-- BEGIN Text to read --

University of Art (, Daneshgah-e Honar-e Tehran) is the largest art university in Iran, consisting of seven faculties and an international campus in Tehran and its suburb Karaj. It is composed of five former separate academic institutions: the Conservatory of Music (founded 1918), the College of National Music (founded 1949), the College of Decorative Arts (founded 1960), the College of Dramatic Arts (founded 1964), and Farabi University (founded 1975). The school offers 21 bachelor's majors, 29 master's majors, and five PhD majors. Gholamreza Akrami has been president of the university since 2014.

The university was formerly known as the Art Academic Complex from 1979 until 1991, when it was given its current name.

Faculties

Faculty of Applied Arts
The Ministry of Art and Culture established the Faculty of Decorative Arts in 1960, originally offering programs in printing, painting, pottery, fabrics, and interior architecture. When University of Art was consolidated and established in 1991, the faculty gained its current name. Current offerings include industrial design and clothing design. Dr. Ahmad Tondi is the faculty's dean.

Faculty of Architecture and Urban Planning
Originally founded in 1999 as the department of urbanism, the faculty was expanded in 2000 and is located in both Tehran and Karaj. In addition to BA and MA programs, the Faculty of Architecture offers two PhD programs in urbanism and architecture. The dean of the faculty is Dr. Seyed Behshid Hosseini.

Faculty of Cinema and Theater
In 1957, the Department of Fine Arts established the Dramatic Arts Office, which was renamed to the Faculty of Dramatic Arts in 1960. Since Iranian universities re-opened in 1983, the school has operated as the Faculty of Cinema and Theater, currently offering BA and MA programs in eight areas: cinema, acting, puppetry, scenery design, acting and directing, dramatic literature, animation, and theater directing.

The current dean is Dr. Shahabodin Adel.

-- END Text to read --

Exercise 1: In the text about the University of Art, what year did the university get its current name?

-- BEGIN Data for this task --

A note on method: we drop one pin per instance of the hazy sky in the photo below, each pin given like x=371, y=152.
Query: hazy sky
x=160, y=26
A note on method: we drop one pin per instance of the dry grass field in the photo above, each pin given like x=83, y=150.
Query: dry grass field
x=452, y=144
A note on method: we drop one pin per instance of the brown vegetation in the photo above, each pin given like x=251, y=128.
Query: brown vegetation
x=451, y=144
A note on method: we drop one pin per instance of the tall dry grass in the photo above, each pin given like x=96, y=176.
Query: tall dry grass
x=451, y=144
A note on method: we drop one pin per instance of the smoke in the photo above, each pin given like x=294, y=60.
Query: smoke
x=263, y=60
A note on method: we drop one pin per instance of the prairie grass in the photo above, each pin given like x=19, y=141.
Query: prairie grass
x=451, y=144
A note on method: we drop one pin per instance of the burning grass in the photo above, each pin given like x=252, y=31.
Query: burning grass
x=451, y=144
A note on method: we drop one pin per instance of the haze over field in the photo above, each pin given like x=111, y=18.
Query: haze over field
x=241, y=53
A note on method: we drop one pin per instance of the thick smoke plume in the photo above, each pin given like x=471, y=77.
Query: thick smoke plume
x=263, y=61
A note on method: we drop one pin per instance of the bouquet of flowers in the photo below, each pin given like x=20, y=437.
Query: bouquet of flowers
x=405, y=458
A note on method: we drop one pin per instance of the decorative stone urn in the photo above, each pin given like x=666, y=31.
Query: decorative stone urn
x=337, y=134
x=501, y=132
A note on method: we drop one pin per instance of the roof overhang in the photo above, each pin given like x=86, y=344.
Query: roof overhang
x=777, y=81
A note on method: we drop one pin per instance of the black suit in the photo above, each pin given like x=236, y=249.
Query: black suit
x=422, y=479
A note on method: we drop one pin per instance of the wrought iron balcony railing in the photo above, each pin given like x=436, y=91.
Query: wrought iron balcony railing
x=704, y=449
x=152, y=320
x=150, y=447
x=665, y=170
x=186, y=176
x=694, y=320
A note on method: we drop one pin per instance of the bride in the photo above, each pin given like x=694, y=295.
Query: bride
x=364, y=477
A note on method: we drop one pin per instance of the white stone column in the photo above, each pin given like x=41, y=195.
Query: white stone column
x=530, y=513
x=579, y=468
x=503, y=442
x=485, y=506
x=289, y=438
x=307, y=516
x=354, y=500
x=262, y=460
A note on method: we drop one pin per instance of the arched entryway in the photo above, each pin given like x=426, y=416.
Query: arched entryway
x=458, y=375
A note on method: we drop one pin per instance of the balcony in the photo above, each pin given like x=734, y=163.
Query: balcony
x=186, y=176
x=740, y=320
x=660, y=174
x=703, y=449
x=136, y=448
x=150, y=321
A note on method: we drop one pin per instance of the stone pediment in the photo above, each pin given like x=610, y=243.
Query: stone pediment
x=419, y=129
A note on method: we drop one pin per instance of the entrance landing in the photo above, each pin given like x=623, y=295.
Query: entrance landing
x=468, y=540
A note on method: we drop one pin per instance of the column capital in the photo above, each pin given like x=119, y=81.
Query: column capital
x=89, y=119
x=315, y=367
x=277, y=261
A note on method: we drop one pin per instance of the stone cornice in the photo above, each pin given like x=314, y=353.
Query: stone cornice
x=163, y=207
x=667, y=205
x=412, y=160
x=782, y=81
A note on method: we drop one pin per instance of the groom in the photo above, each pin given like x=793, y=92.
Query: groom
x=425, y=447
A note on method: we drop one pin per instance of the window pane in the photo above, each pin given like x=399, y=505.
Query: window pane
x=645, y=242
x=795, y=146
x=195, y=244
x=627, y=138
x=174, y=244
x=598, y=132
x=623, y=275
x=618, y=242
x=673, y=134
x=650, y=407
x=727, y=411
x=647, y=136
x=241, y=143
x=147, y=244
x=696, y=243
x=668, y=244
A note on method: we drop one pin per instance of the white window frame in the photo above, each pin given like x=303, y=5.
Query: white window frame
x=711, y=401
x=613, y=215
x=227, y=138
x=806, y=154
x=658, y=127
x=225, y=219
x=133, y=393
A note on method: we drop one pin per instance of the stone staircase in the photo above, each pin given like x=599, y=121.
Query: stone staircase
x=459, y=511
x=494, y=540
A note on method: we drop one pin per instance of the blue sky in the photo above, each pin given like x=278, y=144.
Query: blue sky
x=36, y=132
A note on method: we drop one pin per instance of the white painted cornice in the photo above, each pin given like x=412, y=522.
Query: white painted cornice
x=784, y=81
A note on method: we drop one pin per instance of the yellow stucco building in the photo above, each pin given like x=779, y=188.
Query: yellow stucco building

-- END Data for this task --

Exercise 2: Rescale the records from the line containing "like x=303, y=5." through the final line of the records, keeping every request as it is but multiplying each pin coordinate in the answers by 0.4 and rounding to whole numbers, with halves rounded up. Give only those lines.

Exercise solution 1: 1991

Exercise solution 2:
A note on method: we drop one pin per instance of the white window frame in the photo above, each pin given like x=303, y=5.
Query: white window frame
x=284, y=160
x=245, y=86
x=91, y=55
x=322, y=62
x=263, y=51
x=90, y=88
x=53, y=157
A note on method: we drop one pin per instance of the stone staircase in the photo above, each pin given like x=599, y=121.
Query: stone staircase
x=184, y=204
x=198, y=216
A note on method: we drop one pin per instance of the blue sky in the photo above, each pin given like x=278, y=144.
Query: blue sky
x=14, y=53
A note on method: we drop one pin per instance of the white painted cornice in the photo above, each pin given like x=412, y=522.
Query: white painted cornice
x=314, y=32
A note on method: we drop one pin per instance of the yellow stucco building in the photo above, each pin given like x=779, y=188.
Query: yellow stucco building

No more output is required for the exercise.